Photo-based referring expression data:
=-=-=-=-=

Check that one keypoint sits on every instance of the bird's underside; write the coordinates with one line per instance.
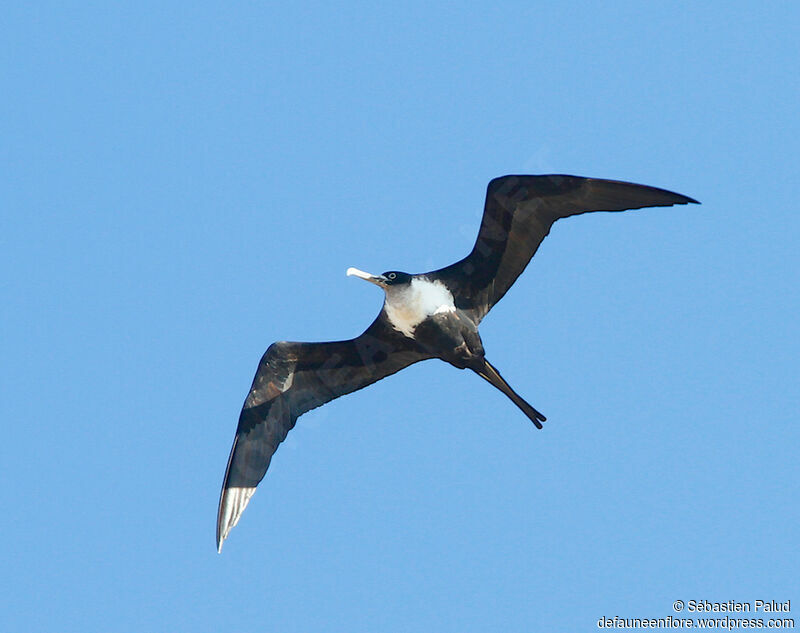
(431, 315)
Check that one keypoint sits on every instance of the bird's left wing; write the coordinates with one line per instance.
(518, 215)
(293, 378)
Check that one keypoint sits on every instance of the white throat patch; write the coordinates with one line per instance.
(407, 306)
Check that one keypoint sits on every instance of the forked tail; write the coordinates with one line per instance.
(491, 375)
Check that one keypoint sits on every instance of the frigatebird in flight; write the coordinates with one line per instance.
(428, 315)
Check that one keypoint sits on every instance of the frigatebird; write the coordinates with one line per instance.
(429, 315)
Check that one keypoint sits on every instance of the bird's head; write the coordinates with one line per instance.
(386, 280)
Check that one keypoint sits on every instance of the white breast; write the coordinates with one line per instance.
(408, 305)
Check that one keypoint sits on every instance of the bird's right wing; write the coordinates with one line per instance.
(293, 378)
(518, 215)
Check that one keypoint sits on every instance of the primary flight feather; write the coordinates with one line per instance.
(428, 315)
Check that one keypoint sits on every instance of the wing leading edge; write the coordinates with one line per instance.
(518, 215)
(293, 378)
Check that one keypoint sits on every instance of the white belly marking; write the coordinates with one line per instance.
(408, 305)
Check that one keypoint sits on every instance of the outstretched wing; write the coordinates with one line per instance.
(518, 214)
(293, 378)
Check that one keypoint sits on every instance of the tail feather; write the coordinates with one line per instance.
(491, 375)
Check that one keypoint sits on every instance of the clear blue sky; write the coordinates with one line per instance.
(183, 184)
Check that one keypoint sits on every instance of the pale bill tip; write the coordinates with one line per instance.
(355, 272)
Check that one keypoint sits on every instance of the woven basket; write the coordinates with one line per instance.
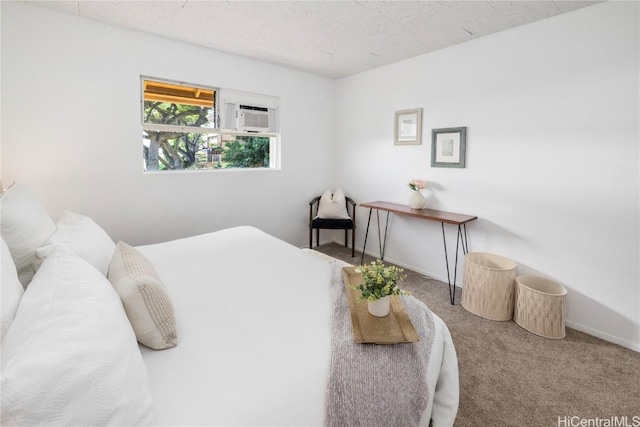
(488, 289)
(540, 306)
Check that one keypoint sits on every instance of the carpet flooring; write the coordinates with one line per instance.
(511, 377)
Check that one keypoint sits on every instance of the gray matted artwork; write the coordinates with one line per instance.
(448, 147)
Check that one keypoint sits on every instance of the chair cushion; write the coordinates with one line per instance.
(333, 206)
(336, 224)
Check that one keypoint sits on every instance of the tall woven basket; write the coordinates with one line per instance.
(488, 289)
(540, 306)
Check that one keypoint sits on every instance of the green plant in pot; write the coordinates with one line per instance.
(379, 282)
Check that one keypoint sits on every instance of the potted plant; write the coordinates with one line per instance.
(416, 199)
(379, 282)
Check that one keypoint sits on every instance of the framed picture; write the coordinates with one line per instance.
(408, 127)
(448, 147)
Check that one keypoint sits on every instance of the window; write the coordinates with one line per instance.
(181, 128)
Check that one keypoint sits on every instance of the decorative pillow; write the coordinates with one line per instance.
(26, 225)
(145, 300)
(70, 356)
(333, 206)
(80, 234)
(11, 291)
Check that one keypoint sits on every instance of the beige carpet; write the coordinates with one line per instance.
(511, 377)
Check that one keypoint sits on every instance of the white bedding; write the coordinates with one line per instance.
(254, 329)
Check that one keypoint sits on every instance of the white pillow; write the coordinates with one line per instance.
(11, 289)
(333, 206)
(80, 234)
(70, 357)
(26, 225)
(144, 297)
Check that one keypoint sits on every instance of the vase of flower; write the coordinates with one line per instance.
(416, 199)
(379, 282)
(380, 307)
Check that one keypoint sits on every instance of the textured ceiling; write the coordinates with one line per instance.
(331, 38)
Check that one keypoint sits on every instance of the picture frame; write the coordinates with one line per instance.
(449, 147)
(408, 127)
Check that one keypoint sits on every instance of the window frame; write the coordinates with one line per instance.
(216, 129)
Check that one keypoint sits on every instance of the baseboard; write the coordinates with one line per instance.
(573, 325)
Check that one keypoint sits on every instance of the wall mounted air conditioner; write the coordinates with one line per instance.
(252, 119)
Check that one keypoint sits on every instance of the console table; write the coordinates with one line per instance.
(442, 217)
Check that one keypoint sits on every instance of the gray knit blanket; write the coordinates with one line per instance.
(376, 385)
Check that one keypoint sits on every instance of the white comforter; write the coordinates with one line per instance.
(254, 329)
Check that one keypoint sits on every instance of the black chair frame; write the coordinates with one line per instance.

=-=-=-=-=

= Exercise objective =
Reproduce each line of the records exactly, omitting any picture.

= Written response =
Check that one keypoint sits on every instance of the bird's underside; write the coordinates with one line per instance.
(431, 315)
Check that one keypoint sits on every instance of the bird's left wing; write the coordinates with one line per instance.
(518, 215)
(293, 378)
Check that one keypoint sits on every instance of the white throat patch; write the coordinates with one line per instance.
(407, 306)
Check that one keypoint sits on every instance of the forked tail; write the coordinates with one line per instance.
(491, 375)
Check that one keypoint sits on every instance of the frigatebird in flight; write the coordinates with one line per instance.
(428, 315)
Check that one keypoint sits on every instance of the frigatebird; write the coordinates with one line per instance.
(429, 315)
Check that one keypoint sits on every instance of the bird's head; write the coordinates with one line per instance.
(386, 280)
Check that one keypoint sits on every instance of the white breast; write the coordinates with one line per instance.
(408, 305)
Check that one keypoint sits on every instance of the bird's right wing; write the coordinates with one line per instance.
(293, 378)
(518, 215)
Check that one keypoint sits on every instance of the primary flight feather; write the coordinates with one line per instance.
(428, 315)
Check that one keypoint sits on every instance of the wing leading edge; write the coordinates with one line per instance.
(518, 215)
(293, 378)
Check that one keypoint sits on every instance of the white belly marking; write the coordinates with one line per instance.
(408, 305)
Check that one keypoint sits on every instance of the outstretched wing; write the coordinates with one line per instance.
(518, 214)
(293, 378)
Check that one keypoint sits on every instance of the tail feather; write the coordinates with one line per instance.
(491, 375)
Check that one keypoint sits on every instance of the clear blue sky; write the coordinates with one line per instance.
(183, 184)
Check that one keypoint sits on every instance of the pale bill tip; write the coordinates with one line per instance.
(355, 272)
Check that one keypoint sits on every instance of the woven basket; write the coordinates with one line per instance.
(488, 289)
(540, 306)
Check that one keypoint sits on every instance of the carpet flooring; write the coordinates with one line per instance.
(511, 377)
Check that one keypoint sits on every instance of the gray matted artwork; write the coordinates with one line per instance.
(448, 147)
Check that one keypoint sits on every instance of the chair cushion; write the coordinates with one line per instance.
(333, 206)
(336, 224)
Check that one keypoint sits on every instance of the tall woven basket; write the coordinates with one line per instance.
(488, 289)
(540, 306)
Check that one keypoint sits on every instance of the green plant in pot; write the coordinates with one line per instance.
(379, 282)
Check that one keypoint sits on every instance of the potted plant; write the coordinates with one line per instance.
(416, 199)
(379, 282)
Check that one keypoint sits on every instance of the framed picture; write the coordinates with one line per instance.
(408, 127)
(448, 147)
Check that one keypoint sits on every instance of the window; write the coordinates with one line per instance.
(181, 128)
Check that one keypoint sits on every instance of the decorative pillow; write the coordinates with one line per instance.
(26, 225)
(145, 300)
(70, 356)
(333, 206)
(80, 234)
(11, 291)
Check that one keypoint sits on every instance of the beige carpet; write the coordinates with one line per instance.
(511, 377)
Check that one keypoint sits on every instance of the white bedding; write the coordinates with one line per instance.
(254, 329)
Check that one keypoint sits on every instance of the white pillow; write the coordinates with one line per instance.
(11, 289)
(333, 206)
(80, 234)
(70, 357)
(26, 225)
(144, 297)
Check that one keypoint sits on every instance of the vase of flower; write the coordinates with one line per instance.
(416, 199)
(379, 282)
(380, 307)
Check that one keypoint sits on every instance of the textured ceiling; write the coordinates with one line per instance.
(331, 38)
Check that one keypoint sits on every instance of the picture frame; write the coordinates with one line per instance.
(449, 147)
(408, 127)
Check that one keypoint sits on every instance of the window frame; write the coordinates with one line per instance.
(216, 129)
Check that one keypoint sits on every instance of the baseboard; write the coordinates with one line per instance.
(573, 325)
Check that one keypoint sits on every instance of the wall mounted air conditioner; write the coordinates with one line per instance.
(252, 119)
Check that one keypoint sits on every instance of the console table; write the coordinates with one line per instance.
(442, 217)
Check that one keypoint sits on every instance of the gray knit blanket; write the coordinates with one line per instance.
(376, 385)
Check that one keypoint sits on every instance of the white comforter; write the coordinates with one line per instance.
(254, 329)
Check that one keypoint sits on every instance of the black chair frame; write the coordinates with one line per instance.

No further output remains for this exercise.